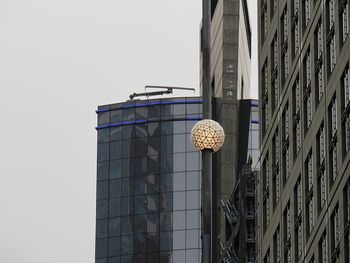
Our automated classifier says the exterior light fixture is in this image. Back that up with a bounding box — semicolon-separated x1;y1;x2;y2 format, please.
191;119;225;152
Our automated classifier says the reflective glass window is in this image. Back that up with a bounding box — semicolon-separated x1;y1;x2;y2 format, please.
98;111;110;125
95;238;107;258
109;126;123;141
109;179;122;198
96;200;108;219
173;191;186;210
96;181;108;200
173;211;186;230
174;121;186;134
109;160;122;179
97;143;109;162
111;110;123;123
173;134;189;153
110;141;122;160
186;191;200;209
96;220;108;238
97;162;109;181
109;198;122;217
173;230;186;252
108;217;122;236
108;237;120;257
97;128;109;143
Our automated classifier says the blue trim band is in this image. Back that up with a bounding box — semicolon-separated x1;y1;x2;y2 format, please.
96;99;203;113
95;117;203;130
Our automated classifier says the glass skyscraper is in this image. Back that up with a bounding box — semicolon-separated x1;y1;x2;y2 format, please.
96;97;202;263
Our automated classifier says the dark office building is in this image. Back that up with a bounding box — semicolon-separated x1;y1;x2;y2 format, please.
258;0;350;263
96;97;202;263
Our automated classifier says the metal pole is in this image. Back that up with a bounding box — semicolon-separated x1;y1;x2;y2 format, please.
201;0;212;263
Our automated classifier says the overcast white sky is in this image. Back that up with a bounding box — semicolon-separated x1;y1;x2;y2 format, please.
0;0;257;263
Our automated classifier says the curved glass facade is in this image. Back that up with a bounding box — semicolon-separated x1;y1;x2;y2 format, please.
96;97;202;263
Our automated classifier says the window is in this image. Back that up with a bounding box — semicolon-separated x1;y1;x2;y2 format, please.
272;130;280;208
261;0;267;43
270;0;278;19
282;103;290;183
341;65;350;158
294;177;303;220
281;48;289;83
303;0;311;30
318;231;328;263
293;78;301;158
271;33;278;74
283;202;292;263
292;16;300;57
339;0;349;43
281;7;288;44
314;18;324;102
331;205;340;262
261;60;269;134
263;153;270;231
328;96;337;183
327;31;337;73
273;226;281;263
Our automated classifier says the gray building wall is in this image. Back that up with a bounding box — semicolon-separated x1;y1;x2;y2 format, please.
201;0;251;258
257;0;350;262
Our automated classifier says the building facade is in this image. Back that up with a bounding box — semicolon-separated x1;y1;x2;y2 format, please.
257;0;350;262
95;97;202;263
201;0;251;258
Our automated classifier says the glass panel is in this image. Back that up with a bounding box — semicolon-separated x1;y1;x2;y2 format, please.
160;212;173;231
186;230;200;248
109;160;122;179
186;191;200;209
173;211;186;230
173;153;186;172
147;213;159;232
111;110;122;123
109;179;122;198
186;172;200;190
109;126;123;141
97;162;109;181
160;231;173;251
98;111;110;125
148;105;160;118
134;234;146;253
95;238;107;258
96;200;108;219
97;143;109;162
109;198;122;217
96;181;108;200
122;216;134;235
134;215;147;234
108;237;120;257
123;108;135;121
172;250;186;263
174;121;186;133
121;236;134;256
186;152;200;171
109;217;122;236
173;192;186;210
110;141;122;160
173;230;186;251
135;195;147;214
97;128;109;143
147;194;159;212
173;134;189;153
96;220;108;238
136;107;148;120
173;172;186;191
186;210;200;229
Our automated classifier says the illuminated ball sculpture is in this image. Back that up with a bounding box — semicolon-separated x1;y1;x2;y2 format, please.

******

• To do
Reproduce word for word the entries from their beginning through the line containing "191;119;225;152". Leave the pictures out of your answer.

• Problem solution
Our automated classifier says the exterior light fixture is in this image. Back that up with a bounding box — semicolon-separated x1;y1;x2;y2 format, please.
191;119;225;152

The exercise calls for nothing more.